▸ EXERCISE REQUIREMENTS: Pictures are not part of the copy. Write out exactly the lines from the line with "each instance gets its own outline" through the end of the entries below.

▸ INPUT FOR THIS TASK:
- - - - - - -

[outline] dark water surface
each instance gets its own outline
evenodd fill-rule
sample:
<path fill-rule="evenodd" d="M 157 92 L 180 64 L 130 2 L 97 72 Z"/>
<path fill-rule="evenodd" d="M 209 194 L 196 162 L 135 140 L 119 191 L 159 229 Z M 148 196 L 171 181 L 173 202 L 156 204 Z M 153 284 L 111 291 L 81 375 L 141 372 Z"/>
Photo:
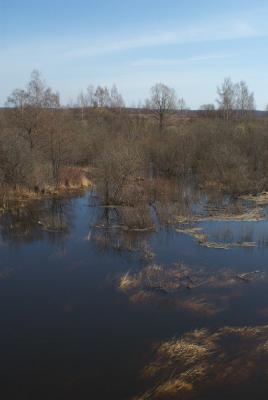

- - - - - - -

▸ WRITTEN ANSWER:
each instance gets its own outline
evenodd fill-rule
sample:
<path fill-rule="evenodd" d="M 157 92 L 180 64 L 130 2 L 97 72 Z"/>
<path fill-rule="evenodd" d="M 209 194 L 196 162 L 135 140 L 119 191 L 159 229 Z M 148 196 L 171 181 L 173 202 L 156 204 Z M 153 284 L 111 291 L 81 375 L 141 372 Z"/>
Photo:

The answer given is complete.